▶ _Problem requirements_
Copy each entry exactly, leaving nothing out.
[[ Data under study, beginning ]]
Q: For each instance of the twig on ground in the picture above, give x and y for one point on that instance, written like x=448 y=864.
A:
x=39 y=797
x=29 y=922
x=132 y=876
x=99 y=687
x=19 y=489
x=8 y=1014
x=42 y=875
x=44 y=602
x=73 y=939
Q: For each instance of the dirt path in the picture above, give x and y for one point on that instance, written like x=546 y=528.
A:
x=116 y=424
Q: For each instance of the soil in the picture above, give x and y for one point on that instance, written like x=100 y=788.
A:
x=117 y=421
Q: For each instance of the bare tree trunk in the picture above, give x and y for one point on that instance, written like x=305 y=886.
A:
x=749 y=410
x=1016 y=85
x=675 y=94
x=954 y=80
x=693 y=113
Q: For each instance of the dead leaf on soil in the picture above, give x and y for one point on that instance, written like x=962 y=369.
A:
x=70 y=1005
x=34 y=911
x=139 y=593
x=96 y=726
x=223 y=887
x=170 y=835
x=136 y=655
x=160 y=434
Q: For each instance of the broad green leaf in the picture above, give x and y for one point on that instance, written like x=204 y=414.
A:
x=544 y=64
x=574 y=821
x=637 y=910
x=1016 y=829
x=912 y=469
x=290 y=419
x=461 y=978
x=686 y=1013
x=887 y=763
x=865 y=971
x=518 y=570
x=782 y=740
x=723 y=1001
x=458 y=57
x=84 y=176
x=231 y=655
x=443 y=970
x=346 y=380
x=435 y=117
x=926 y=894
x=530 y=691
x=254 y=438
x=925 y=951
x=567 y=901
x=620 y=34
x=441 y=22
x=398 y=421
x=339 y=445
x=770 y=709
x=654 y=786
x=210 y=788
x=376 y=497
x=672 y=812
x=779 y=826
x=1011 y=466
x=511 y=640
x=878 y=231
[[ Data under study, end ]]
▶ _Completed exercise_
Q: For each instance of the twig on ground in the picture above, give x and y for one point on that instance, written like x=448 y=864.
A:
x=39 y=797
x=29 y=922
x=132 y=876
x=99 y=687
x=19 y=489
x=8 y=1014
x=42 y=875
x=44 y=602
x=73 y=939
Q: For each instance of the dirt path in the picture above, give x and y for one point on that instance, written like x=546 y=528.
A:
x=116 y=424
Q: For each instance of the soil in the picture above, give x and y for one point on that instance, written like x=100 y=788.
A:
x=117 y=421
Q: For each instance of the bare tree trunk in the picture above, give x and y for one point on that instance, written like x=305 y=886.
A:
x=749 y=410
x=1016 y=85
x=675 y=94
x=954 y=80
x=693 y=113
Q: For each instance of the dead leaf on soil in the picture above, give x and y for one point on that instance, written like x=962 y=369.
A:
x=70 y=1005
x=34 y=911
x=139 y=593
x=96 y=726
x=223 y=887
x=170 y=835
x=136 y=655
x=160 y=434
Q: For each instance of the broad green leaf in the picture above, give x and y for one point on that instance, written like x=204 y=414.
A:
x=544 y=64
x=574 y=821
x=637 y=910
x=1016 y=829
x=912 y=469
x=290 y=419
x=461 y=978
x=686 y=1013
x=887 y=763
x=865 y=971
x=518 y=570
x=782 y=740
x=723 y=1001
x=458 y=57
x=84 y=176
x=231 y=655
x=443 y=970
x=346 y=380
x=435 y=117
x=926 y=894
x=530 y=691
x=254 y=438
x=925 y=951
x=567 y=901
x=620 y=34
x=441 y=22
x=398 y=421
x=339 y=445
x=770 y=709
x=654 y=786
x=210 y=788
x=376 y=497
x=672 y=812
x=779 y=826
x=1011 y=466
x=511 y=640
x=878 y=231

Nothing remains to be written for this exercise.